┌──
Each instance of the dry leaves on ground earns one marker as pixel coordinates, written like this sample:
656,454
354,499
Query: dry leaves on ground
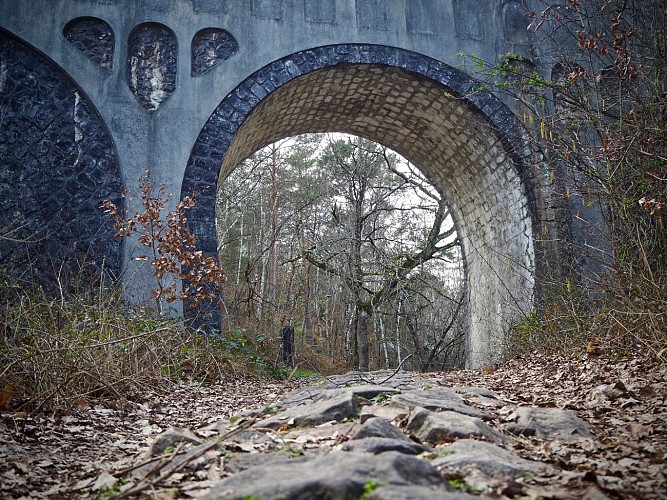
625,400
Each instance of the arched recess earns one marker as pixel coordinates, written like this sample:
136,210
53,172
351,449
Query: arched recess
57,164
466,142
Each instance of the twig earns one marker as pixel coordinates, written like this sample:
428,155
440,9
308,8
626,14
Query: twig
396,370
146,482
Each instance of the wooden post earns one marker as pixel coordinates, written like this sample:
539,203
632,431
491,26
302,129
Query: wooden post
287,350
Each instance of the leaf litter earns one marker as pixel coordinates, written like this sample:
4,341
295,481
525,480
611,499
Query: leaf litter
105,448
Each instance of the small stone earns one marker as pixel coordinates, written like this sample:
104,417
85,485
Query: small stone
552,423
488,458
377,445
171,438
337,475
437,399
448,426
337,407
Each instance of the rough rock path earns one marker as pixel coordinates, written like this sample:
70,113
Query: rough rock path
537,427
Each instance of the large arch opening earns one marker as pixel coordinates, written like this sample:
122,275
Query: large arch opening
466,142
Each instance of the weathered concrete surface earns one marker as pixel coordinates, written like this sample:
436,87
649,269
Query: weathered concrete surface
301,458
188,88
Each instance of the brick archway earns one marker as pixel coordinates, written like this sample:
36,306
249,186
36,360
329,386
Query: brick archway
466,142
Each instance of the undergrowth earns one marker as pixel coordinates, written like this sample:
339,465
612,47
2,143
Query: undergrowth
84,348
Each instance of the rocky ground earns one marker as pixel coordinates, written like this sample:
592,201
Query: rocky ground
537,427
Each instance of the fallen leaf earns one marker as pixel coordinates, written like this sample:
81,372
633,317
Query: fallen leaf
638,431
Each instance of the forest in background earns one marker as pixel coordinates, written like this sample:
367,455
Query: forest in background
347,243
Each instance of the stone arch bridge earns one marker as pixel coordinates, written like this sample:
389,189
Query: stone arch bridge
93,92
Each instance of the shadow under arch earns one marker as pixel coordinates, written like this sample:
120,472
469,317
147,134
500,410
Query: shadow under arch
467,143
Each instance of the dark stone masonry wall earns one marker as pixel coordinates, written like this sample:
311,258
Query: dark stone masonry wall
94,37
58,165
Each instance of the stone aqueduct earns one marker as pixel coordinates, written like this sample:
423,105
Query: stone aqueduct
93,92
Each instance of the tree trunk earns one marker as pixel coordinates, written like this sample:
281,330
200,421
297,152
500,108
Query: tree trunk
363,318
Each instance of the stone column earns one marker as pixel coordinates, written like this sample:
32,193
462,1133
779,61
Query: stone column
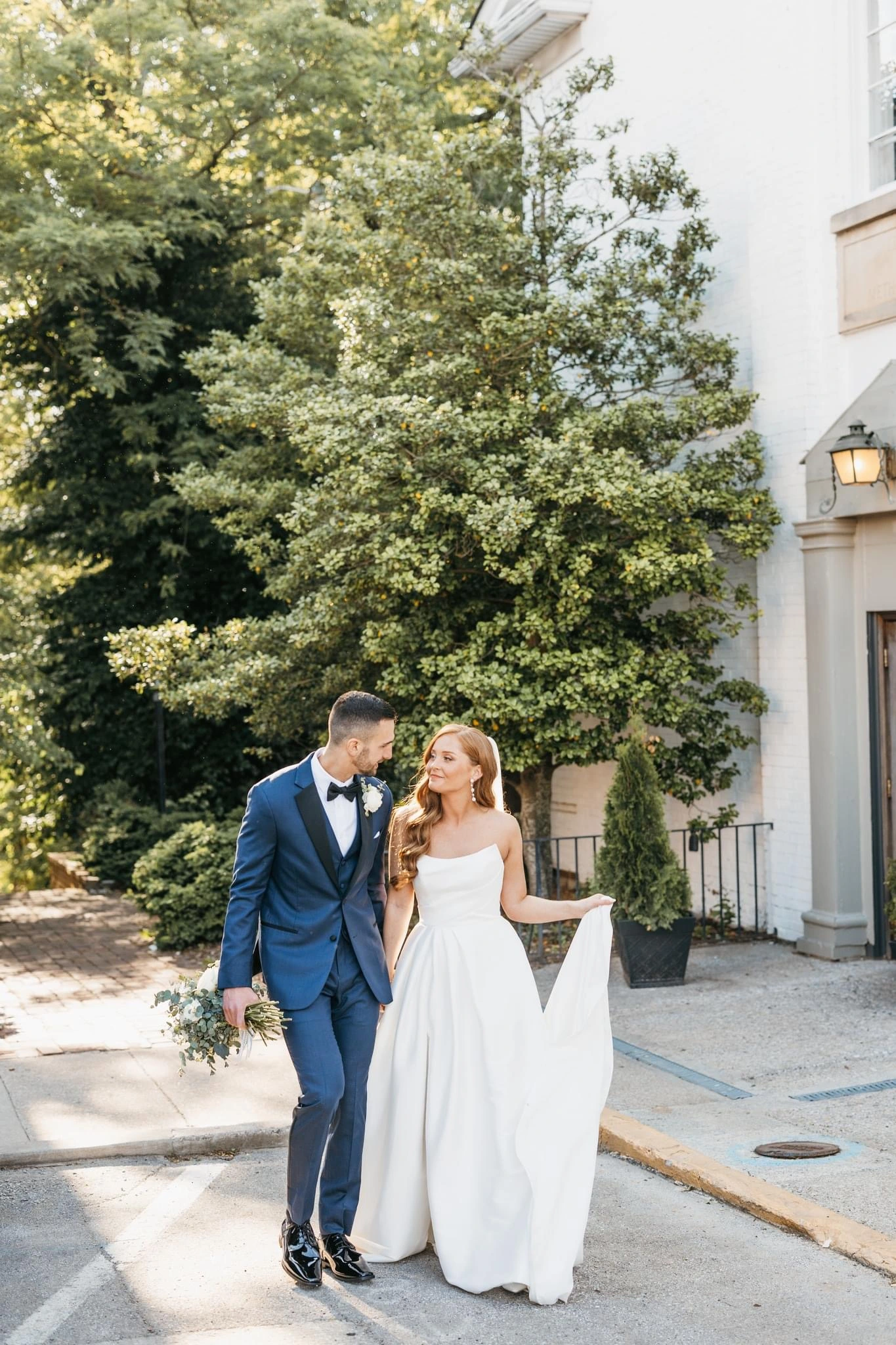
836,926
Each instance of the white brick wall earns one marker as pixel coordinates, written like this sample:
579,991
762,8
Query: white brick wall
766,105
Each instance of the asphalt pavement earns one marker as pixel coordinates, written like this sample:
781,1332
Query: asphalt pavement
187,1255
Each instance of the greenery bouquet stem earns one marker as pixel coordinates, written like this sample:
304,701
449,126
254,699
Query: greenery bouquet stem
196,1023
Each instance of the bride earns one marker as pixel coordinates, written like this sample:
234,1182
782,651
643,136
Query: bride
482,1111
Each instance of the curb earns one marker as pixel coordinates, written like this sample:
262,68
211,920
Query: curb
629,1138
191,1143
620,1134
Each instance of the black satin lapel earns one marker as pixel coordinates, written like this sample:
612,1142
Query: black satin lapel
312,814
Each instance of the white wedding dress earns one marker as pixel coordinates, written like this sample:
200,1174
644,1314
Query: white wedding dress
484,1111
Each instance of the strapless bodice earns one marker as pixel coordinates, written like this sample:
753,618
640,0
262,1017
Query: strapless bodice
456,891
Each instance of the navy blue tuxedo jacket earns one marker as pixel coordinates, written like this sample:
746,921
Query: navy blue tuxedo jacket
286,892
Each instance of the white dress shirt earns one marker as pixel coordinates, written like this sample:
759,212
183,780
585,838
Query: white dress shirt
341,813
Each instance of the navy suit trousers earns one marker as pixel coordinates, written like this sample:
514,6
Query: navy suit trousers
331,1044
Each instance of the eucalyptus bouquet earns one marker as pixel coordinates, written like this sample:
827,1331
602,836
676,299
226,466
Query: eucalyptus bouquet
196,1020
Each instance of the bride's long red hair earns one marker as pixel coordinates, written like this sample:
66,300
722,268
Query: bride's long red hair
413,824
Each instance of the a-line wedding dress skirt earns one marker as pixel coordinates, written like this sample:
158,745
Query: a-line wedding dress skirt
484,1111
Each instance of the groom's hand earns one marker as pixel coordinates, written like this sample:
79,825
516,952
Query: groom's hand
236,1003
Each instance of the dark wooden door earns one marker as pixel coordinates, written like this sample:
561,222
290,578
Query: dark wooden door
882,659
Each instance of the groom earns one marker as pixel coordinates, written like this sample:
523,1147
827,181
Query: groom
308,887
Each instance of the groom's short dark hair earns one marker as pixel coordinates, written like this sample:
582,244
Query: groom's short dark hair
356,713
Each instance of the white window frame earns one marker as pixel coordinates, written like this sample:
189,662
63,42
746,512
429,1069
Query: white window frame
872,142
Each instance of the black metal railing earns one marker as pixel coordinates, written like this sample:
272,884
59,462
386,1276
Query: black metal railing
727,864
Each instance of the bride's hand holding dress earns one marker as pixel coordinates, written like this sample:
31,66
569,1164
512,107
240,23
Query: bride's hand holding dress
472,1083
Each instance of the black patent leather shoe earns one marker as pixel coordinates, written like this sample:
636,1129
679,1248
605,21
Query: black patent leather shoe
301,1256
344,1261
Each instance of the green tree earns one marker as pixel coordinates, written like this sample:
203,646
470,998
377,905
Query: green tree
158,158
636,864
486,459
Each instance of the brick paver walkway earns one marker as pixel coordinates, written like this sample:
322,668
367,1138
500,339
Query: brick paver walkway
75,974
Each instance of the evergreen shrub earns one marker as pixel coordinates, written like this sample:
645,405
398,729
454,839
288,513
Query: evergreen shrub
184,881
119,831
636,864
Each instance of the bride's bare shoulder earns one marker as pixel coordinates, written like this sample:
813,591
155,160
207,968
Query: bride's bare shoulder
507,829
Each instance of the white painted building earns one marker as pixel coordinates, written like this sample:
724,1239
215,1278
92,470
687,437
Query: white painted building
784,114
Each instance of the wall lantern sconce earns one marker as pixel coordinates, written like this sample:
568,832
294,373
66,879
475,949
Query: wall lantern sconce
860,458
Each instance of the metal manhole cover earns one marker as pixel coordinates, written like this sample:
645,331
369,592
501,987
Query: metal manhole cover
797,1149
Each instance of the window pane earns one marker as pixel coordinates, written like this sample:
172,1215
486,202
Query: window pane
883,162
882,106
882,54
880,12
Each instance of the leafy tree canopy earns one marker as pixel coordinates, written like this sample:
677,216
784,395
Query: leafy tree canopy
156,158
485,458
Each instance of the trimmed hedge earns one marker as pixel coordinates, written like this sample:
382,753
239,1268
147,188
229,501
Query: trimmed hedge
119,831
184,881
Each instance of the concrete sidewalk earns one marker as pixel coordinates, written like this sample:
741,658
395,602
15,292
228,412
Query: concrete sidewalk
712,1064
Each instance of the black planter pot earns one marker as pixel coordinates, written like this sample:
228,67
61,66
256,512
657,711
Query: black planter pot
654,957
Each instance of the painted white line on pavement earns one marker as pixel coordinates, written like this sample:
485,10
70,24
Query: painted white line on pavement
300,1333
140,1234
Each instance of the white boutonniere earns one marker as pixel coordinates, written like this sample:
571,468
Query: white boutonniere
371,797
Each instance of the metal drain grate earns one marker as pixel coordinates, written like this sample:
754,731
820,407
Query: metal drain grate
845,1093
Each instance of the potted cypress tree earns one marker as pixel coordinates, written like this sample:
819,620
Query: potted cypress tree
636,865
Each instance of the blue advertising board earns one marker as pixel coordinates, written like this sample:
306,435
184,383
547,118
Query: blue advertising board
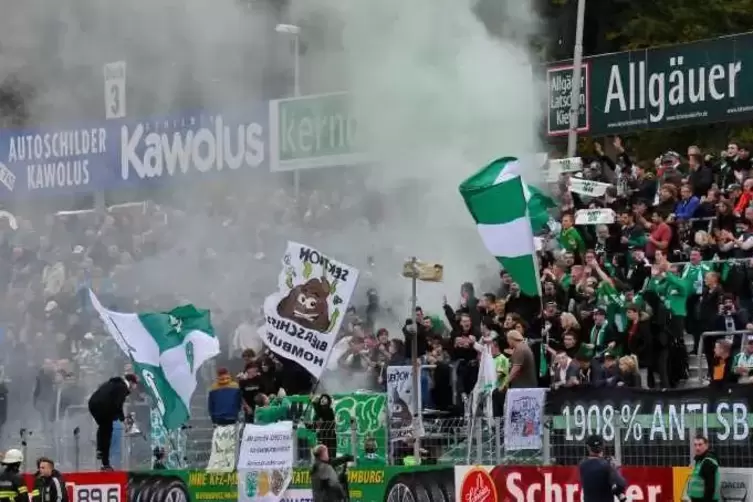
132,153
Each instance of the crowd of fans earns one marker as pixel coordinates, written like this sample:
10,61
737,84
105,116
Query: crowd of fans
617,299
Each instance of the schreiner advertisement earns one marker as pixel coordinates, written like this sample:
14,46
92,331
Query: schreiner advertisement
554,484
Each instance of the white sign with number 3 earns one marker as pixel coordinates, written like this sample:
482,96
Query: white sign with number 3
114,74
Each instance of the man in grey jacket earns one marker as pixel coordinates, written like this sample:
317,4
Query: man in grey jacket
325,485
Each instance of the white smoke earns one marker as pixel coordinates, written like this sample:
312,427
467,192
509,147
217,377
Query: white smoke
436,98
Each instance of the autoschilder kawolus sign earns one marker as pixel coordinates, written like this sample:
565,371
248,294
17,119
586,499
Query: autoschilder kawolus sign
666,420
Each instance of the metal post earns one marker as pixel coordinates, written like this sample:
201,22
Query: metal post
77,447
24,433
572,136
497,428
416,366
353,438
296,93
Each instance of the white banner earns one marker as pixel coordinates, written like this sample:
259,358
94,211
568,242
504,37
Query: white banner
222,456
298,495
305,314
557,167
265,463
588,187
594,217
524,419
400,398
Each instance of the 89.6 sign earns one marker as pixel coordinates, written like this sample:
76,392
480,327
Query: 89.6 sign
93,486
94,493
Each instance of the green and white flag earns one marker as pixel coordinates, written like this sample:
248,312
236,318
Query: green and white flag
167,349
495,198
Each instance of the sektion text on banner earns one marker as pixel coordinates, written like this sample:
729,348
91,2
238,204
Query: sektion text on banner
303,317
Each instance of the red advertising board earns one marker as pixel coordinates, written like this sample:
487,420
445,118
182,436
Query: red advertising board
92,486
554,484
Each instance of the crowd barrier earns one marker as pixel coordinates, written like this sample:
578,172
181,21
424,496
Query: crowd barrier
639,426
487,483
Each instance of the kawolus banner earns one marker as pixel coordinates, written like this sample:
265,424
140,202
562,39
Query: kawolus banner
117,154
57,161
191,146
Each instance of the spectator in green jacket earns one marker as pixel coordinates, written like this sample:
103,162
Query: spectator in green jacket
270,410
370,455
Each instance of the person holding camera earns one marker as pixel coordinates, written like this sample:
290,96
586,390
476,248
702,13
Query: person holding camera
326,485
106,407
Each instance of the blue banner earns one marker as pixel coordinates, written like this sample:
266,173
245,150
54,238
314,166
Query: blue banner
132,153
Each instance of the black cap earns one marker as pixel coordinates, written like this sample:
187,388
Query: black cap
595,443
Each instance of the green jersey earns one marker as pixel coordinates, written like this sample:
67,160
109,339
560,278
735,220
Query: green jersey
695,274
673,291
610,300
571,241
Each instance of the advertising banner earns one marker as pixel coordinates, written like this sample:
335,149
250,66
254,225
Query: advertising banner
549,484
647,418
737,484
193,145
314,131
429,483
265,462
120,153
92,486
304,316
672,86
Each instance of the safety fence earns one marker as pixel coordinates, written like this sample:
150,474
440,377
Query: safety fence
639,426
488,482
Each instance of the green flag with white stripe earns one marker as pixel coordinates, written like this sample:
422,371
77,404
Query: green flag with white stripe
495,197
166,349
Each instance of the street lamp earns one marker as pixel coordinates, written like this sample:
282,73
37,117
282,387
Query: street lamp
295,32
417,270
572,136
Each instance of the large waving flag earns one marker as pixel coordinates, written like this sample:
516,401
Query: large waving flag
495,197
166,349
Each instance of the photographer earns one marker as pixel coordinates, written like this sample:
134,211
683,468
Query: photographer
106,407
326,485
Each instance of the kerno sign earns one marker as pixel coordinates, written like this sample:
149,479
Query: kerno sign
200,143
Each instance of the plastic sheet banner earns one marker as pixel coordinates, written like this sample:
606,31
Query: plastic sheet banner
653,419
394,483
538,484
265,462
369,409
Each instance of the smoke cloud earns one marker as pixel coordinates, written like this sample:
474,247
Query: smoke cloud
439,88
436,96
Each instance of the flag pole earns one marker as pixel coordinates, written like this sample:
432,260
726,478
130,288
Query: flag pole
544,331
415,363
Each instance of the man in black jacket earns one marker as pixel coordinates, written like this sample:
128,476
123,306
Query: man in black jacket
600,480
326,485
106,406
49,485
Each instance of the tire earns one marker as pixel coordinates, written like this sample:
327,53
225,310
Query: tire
└──
▸ **Direction**
Give again only the lines of the material above that run from the one with "Each instance of the advertising" through the end, both included, exactly as they appear.

▸ **Exercise output**
Each instance of the advertising banner earns one marker as pixel coordinates, written like this sample:
335,149
250,66
254,225
Query: advertising banner
549,484
647,418
737,484
193,145
314,131
429,483
265,462
120,153
92,486
304,316
672,86
Each instance of the safety fence earns one marker as pixel coordinates, written like this sample:
150,474
440,377
Query: safety fence
639,426
488,482
Each instance of the green flag with white stripe earns one marker as pixel coordinates, written like this sample:
422,371
77,404
Query: green flag with white stripe
495,197
166,349
Each instance of the street lamp earns one marker as pixel coordinates, written like this sample:
282,73
37,117
282,387
Query: street lamp
295,32
417,270
572,136
Each instance of the large waving flag earns one marker as pixel coordinates, written like this sample:
516,401
Query: large waving flag
495,197
166,349
Each instance of the photographer earns one marker as pixel coordinates, written like this sample:
134,211
683,468
Query: photographer
106,407
326,485
Each instance of the kerno sign earns one marker as pixel coordinates, written like this sample:
149,479
Query: kerno sign
200,143
Each instance of the plastic sheet banner earns one marker as pixel coordinates, written like this sample:
606,31
Query: plastic sheet banner
653,419
394,483
538,484
265,462
369,409
Each instance of the smoke cloud earns one marker as pixel coordinates, written like this sample:
474,247
Query: smoke cloud
439,88
436,96
Each instance of the flag pole earns one marker as pixel coordinates, written like this sample:
432,260
726,478
130,288
Query: flag pole
544,331
415,363
Each instance of the man in black jacket earns one marker as pixel coordinates, written like this sample:
128,476
123,306
Query: man in black jacket
600,480
326,485
106,406
49,485
Each instance of the tire earns one marker as pixel coordinates, written like this sample:
327,53
225,310
Query: tire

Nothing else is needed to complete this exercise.